---------- 出典文書

MENU

京和傘について

和傘は和紙、竹、木、亜麻仁油、漆、柿渋、タピオカなどの天然素材で作られています。
それぞれ専門の竹骨職人、和紙職人、和傘職人らの手を経て、数週間~数カ月をかけて傘に仕上げられます。
傘制作は傘骨の数ほど工程があると言われ、大きく分けても下記の工程があり、細かく数えると
数十工程以上にもなります。非常に複雑で、それぞれに高度な専門技術を要します。

1下事(したご)
和傘の材料は分業制で作られています。それぞれの職人が作った材料を集め、組んでいくことから、和傘作
りは始まります。その最初の骨を組む工程は「下事(したご)」と呼ばれています。
まず、下ロクロと小骨を針と糸を使って一本ずつ繋いでいきます。同様にして、天ロクロには親骨を繋ぎま
す。親・小骨ともにロクロに繋ぎ終えたら、小骨の先端の縦の割れ目に親骨の中節を挟み、糸で繋いでいき
ます。ここまでくると、開閉が可能になります。
最後に、親骨の軒側先端にある穴に糸を一周通し、下事は完了です。
2まくわり
下事を終えたら、「馬(うま)」と呼ばれる作業台に、傘を水平まで開いて固定します。
次に、骨の間隔を均等に振り分け、調整します。簡単に見える作業ですが、材料の癖を読む力が必要とされ、
熟練を要します。完成品のスムーズな開閉や、以降の作業に支障が出ない様に、各材料同士の摩擦やバラン
スが考慮された割り付けにする必要があります。

--------------------
---------- 提供情報

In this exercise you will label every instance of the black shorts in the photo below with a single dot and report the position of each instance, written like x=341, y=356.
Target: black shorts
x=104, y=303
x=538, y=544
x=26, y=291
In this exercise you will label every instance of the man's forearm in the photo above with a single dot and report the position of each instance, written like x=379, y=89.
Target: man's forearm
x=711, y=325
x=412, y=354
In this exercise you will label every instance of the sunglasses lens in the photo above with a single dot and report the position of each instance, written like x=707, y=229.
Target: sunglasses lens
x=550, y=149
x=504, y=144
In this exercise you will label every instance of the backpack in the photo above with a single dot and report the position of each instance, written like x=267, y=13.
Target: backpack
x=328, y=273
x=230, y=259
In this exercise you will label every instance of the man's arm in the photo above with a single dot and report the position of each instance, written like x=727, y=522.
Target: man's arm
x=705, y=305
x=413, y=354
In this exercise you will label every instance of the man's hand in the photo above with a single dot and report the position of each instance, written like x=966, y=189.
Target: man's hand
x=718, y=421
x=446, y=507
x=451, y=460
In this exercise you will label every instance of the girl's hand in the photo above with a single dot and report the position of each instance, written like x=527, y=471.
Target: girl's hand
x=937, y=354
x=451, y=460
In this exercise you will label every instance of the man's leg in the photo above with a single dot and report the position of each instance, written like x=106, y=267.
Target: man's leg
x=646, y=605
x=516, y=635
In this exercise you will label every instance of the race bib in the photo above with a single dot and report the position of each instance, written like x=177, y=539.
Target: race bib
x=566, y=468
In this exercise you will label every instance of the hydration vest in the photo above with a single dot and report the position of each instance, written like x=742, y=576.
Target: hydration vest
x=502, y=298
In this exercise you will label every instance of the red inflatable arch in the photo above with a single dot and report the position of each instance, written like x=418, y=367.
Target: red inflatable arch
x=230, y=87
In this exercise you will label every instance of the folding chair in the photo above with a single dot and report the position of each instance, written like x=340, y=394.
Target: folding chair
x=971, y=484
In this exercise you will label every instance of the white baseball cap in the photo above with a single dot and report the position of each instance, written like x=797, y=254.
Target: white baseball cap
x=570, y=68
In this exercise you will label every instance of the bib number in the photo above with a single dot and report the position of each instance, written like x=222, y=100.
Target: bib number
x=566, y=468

--------------------

_課題内容:_
京和傘について説明した文書で、和傘の原料として挙げられている天然素材を一つ残らず書き出してください。

_演習結果:_
和紙、竹、木、亜麻仁油、漆、柿渋、タピオカ